TASK DIRECTIONS:
Retype all the entries word for word, but omit the pictures.
-- Opening Marker --
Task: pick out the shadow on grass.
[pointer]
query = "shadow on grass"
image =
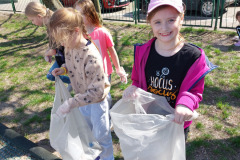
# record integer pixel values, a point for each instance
(214, 149)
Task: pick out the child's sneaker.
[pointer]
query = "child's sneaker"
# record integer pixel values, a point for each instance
(237, 44)
(235, 38)
(69, 87)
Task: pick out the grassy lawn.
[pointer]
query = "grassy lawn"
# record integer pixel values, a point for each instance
(26, 95)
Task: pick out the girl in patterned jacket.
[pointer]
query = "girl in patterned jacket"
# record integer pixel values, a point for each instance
(166, 65)
(102, 39)
(40, 16)
(85, 68)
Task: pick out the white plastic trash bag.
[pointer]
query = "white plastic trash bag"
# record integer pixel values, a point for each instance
(145, 129)
(71, 135)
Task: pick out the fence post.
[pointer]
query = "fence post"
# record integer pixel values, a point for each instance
(13, 6)
(217, 14)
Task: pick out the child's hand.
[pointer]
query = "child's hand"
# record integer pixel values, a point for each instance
(122, 74)
(63, 109)
(50, 52)
(58, 71)
(182, 113)
(130, 92)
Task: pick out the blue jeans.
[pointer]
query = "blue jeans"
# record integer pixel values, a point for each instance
(97, 117)
(65, 79)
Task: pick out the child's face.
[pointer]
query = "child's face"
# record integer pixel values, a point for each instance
(85, 20)
(166, 24)
(36, 20)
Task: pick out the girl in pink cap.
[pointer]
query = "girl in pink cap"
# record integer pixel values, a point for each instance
(166, 65)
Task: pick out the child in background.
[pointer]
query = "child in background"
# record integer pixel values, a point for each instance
(166, 65)
(40, 15)
(85, 68)
(237, 29)
(102, 39)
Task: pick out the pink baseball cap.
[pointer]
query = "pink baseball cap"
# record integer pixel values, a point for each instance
(177, 4)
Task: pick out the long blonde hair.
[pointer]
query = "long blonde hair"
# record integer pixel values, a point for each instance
(63, 24)
(34, 9)
(89, 11)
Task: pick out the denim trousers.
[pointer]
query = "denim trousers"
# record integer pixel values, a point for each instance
(65, 79)
(97, 117)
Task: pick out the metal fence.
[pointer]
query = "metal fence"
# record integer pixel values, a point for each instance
(199, 13)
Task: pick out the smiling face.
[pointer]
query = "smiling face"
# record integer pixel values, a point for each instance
(36, 20)
(166, 24)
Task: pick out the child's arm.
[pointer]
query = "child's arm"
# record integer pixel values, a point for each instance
(59, 71)
(193, 97)
(119, 70)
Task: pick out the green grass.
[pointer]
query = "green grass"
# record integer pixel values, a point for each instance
(29, 96)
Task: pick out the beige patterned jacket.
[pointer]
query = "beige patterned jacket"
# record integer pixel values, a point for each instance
(85, 70)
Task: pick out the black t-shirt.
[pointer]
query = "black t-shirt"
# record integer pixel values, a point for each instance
(164, 75)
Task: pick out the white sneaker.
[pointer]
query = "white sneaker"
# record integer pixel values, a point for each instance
(69, 87)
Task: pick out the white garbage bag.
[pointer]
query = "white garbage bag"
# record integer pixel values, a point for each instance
(71, 135)
(145, 128)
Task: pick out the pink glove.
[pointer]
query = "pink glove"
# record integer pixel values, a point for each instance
(130, 92)
(48, 58)
(122, 74)
(63, 109)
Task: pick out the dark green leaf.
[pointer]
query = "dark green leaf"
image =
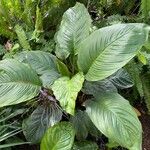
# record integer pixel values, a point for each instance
(66, 91)
(85, 146)
(40, 120)
(102, 54)
(121, 79)
(58, 137)
(116, 119)
(19, 81)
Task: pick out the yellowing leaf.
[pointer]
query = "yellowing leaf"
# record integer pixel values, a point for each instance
(66, 91)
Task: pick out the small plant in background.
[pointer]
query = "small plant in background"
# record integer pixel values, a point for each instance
(74, 90)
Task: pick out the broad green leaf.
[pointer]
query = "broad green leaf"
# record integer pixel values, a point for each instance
(87, 145)
(58, 137)
(40, 120)
(145, 9)
(116, 119)
(97, 87)
(83, 125)
(19, 81)
(2, 50)
(102, 54)
(75, 26)
(40, 61)
(4, 146)
(62, 68)
(142, 58)
(49, 77)
(66, 91)
(135, 70)
(22, 37)
(145, 78)
(121, 79)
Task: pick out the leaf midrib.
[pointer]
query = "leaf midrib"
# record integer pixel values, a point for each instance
-- Closing Marker --
ANSWER SECTION:
Task: pick out the shadow on grass.
[pointer]
query = "shadow on grass"
image =
# record integer pixel values, a point for each instance
(214, 149)
Task: pick out the child's sneaker.
[pointer]
query = "child's sneaker"
# record integer pixel values, a point for each instance
(237, 44)
(235, 38)
(69, 87)
Task: pick out the grassy lawn.
[pointer]
query = "grassy lawn"
# record integer pixel values, a point for each instance
(26, 95)
Task: pick out the girl in patterned jacket.
[pointer]
query = "girl in patterned jacket"
# record integer pixel values, a point for each instance
(166, 65)
(102, 39)
(40, 16)
(85, 68)
Task: pick out the white plastic trash bag.
[pointer]
query = "white plastic trash bag"
# record integer pixel values, a point for each instance
(145, 129)
(71, 135)
Task: pick out the fence post.
[pointer]
query = "fence post"
# record integer pixel values, a point for each instance
(13, 6)
(217, 14)
Task: pick out the child's hand.
[pointer]
query = "child's hand"
# record integer pixel values, a point for each instance
(122, 74)
(63, 109)
(50, 52)
(58, 71)
(182, 113)
(130, 92)
Task: pick out the blue jeans.
[pointer]
query = "blue jeans"
# record integer pixel values, a point for each instance
(97, 117)
(65, 79)
Task: pick out the child's face.
[pointer]
query = "child's face"
# record integer pixel values, a point for each instance
(85, 20)
(166, 24)
(36, 20)
Task: pick out the girl in pink cap.
[pointer]
query = "girl in pink cap"
# record integer pixel values, a point for each instance
(166, 65)
Task: pick out the child in background.
[pointer]
query = "child in background"
# record integer pixel values, a point for each instance
(166, 65)
(40, 15)
(85, 68)
(237, 29)
(102, 39)
Task: pick out the pink baseball cap.
[pointer]
query = "pink baseball cap"
# record integer pixel values, a point for each instance
(177, 4)
Task: pick out the long blonde hair.
[pointer]
query = "long blonde hair"
# record integer pixel values, a point for each instance
(63, 24)
(34, 9)
(89, 11)
Task: pick out the denim trousers.
[pointer]
query = "denim trousers"
# record integer pixel values, a point for each instance
(65, 79)
(97, 117)
Task: pick out the metal fence.
[pointer]
query = "metal fence"
# record integer pixel values, a point for each instance
(199, 13)
Task: pick out the smiling face.
[pointer]
query = "smiling face"
# record integer pixel values, a point for each instance
(36, 20)
(166, 24)
Task: pick out the child's arm.
[pointer]
query = "child's arm"
# record integer pixel values, a point for each instance
(59, 71)
(193, 97)
(119, 70)
Task: pick out the green grass.
[pointer]
query = "green grass"
# record integer pixel values, a point for each instance
(29, 96)
Task: pick out the beige patterned jacket.
[pointer]
query = "beige patterned jacket"
# record integer pixel values, a point for each instance
(85, 70)
Task: pick out the black t-shirt.
[pointer]
query = "black t-shirt"
# record integer pixel values, a point for each instance
(164, 75)
Task: pick out the white sneaker.
[pointer]
query = "white sneaker"
# record integer pixel values, a point for each instance
(69, 87)
Task: pick out the white garbage bag.
[pointer]
query = "white garbage bag"
# record integer pixel values, a point for each instance
(71, 135)
(145, 128)
Task: pick out the pink glove.
[pointer]
query = "pink glove"
# record integer pixel values, a point for each instance
(130, 92)
(48, 58)
(122, 74)
(63, 109)
Task: pick out the dark green leaf.
[pointer]
query = "dark green leaf"
image =
# record integer pixel values, a point for each instance
(66, 91)
(85, 146)
(40, 120)
(102, 54)
(121, 79)
(58, 137)
(116, 119)
(19, 81)
Task: pick out the yellowing leaf.
[pointer]
query = "yellowing leaf"
# record integer pixel values, a point for each instance
(66, 91)
Task: pick out the small plant in background.
[pointer]
query = "small plant in background"
# record integer pixel values, a point for each instance
(74, 90)
Task: pick out the broad green leaf.
[pointer]
query = "broad green leaf"
# record integer pixel values, a point for each instance
(87, 145)
(58, 137)
(40, 120)
(145, 9)
(116, 119)
(97, 87)
(83, 125)
(19, 81)
(2, 50)
(102, 54)
(75, 26)
(40, 61)
(4, 146)
(62, 68)
(142, 58)
(49, 77)
(66, 91)
(135, 70)
(22, 37)
(145, 78)
(121, 79)
Task: pick out the leaf midrib.
[pointer]
query = "leaf midrib"
# record integer pixel values, a point for each instance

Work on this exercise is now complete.